_TEXT_
* * *
# Druids from the Underdark



## GakToid (Mar 31, 2004)

Obviously, the Underdark isn't the first place you'd think of when considering a druid's home. However, I assume there are different ... 'flavors' ... of druid for every type of environment/ecosystem. A druid from a desert would be different than a druid from a rainforest would be different than a druid from underground.

My question to this font of knowledge is:
What flavor would you give to a druid from the Underdark (or any permanent resident of an underground environment)?
Animal companion? Spell selection? Would you modify the class from the way it's presented in the Player's Handbook?

-Gak Toid


----------



## Li Shenron (Mar 31, 2004)

Without going into HR modifications, I think that you can start by using burrowing animals as Animal Companion. This may not be easy however, because they are few on the list, and a burrowing animal is not exactly an underdark animal  :\ On the top of my hat I remember only (dire) badgers and dire rats.
* * *
_OBJECTIVES_
(1) Answer these questions on the thread, one line each:
(a) On what date did GakToid post?
(b) Which animals does Li Shenron remember as possible companions?
(c) Which book does GakToid name when asking about modifying the class?
(2) Please say whether each statement agrees with the thread, answering yes or no and quoting the words that decide it.
(a) GakToid says a druid from a desert would be the same as a druid from a rainforest.
(b) Li Shenron suggests using burrowing animals as animal companions.
(c) Li Shenron says burrowing animals are plentiful on the list.
(3) Edit the thread: write out everything from "## GakToid (Mar" down to "an underground environment)?", changing "rainforest" to "swamp".
* * *
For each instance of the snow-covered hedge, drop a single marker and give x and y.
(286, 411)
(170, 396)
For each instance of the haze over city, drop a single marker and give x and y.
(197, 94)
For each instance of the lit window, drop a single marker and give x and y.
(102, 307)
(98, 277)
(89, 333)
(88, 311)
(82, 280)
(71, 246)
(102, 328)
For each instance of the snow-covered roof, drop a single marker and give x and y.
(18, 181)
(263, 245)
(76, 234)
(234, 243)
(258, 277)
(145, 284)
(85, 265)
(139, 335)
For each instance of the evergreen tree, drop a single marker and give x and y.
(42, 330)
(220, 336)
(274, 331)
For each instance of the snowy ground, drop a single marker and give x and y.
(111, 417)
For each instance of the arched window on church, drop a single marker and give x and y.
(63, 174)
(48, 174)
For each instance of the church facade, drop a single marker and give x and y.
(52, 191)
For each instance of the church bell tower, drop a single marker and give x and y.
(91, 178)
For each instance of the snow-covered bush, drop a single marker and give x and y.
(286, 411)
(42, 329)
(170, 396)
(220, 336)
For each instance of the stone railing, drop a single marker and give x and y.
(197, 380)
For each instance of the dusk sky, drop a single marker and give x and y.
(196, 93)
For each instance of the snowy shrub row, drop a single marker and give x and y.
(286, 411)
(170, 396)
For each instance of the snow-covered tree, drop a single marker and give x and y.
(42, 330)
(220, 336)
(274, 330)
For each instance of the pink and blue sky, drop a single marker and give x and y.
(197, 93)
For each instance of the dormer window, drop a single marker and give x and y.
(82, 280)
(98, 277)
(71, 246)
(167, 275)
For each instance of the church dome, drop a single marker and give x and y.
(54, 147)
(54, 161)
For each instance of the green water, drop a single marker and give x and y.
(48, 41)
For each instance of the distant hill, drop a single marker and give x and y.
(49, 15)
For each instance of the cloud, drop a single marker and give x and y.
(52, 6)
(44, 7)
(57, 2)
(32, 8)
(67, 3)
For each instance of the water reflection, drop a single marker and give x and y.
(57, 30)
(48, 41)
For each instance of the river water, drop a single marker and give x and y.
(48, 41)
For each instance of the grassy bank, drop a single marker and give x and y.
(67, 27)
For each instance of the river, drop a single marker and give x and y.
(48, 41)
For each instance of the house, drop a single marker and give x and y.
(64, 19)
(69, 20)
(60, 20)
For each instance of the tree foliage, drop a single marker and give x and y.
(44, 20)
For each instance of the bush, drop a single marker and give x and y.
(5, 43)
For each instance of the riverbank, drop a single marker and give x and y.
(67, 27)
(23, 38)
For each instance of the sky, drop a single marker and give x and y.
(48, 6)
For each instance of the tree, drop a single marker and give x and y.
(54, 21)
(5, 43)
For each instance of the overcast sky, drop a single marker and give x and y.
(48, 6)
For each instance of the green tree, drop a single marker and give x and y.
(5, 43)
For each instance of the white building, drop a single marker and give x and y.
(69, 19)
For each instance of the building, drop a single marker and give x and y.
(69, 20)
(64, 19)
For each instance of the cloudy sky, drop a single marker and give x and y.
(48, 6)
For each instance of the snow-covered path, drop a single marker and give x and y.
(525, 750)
* * *
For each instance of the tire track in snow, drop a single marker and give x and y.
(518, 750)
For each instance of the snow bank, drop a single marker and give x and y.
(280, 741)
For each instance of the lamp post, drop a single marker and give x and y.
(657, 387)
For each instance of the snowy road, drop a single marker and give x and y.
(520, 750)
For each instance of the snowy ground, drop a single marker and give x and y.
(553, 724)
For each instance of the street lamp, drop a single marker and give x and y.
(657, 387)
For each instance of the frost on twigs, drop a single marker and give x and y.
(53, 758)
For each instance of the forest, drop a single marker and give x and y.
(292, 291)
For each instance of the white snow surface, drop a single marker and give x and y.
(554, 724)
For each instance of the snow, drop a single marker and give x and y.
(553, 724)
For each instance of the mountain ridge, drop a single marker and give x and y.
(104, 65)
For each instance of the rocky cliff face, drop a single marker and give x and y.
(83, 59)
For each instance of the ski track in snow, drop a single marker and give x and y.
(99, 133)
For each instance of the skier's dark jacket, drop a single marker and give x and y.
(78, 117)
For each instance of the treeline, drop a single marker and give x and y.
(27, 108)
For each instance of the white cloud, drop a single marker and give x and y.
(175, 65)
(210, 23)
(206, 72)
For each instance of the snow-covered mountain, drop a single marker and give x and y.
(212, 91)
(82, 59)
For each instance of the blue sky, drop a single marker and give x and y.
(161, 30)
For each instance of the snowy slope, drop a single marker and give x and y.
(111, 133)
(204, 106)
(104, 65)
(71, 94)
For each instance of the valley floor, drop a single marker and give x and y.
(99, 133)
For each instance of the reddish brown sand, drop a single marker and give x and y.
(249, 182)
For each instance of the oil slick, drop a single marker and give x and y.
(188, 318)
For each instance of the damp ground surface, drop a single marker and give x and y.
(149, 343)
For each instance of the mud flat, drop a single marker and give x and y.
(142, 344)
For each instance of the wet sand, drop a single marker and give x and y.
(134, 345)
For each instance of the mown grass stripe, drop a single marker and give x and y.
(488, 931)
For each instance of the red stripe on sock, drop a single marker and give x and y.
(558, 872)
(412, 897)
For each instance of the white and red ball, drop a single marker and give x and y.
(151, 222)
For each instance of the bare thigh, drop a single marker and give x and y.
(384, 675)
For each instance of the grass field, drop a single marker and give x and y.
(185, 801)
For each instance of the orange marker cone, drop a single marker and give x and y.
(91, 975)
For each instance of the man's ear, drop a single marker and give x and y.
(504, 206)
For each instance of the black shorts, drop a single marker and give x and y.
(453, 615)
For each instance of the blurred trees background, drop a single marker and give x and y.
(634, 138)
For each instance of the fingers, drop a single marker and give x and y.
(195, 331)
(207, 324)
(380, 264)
* * *
_SOLUTIONS IN ORDER_
(1)
(a) Mar 31, 2004
(b) (Dire) badgers and dire rats
(c) The Player's Handbook

(2)
(a) No: "A druid from a desert would be different than a druid from a rainforest"
(b) Yes: "you can start by using burrowing animals as Animal Companion"
(c) No: "they are few on the list"

(3)
## GakToid (Mar 31, 2004)

Obviously, the Underdark isn't the first place you'd think of when considering a druid's home. However, I assume there are different ... 'flavors' ... of druid for every type of environment/ecosystem. A druid from a desert would be different than a druid from a swamp would be different than a druid from underground.

My question to this font of knowledge is:
What flavor would you give to a druid from the Underdark (or any permanent resident of an underground environment)?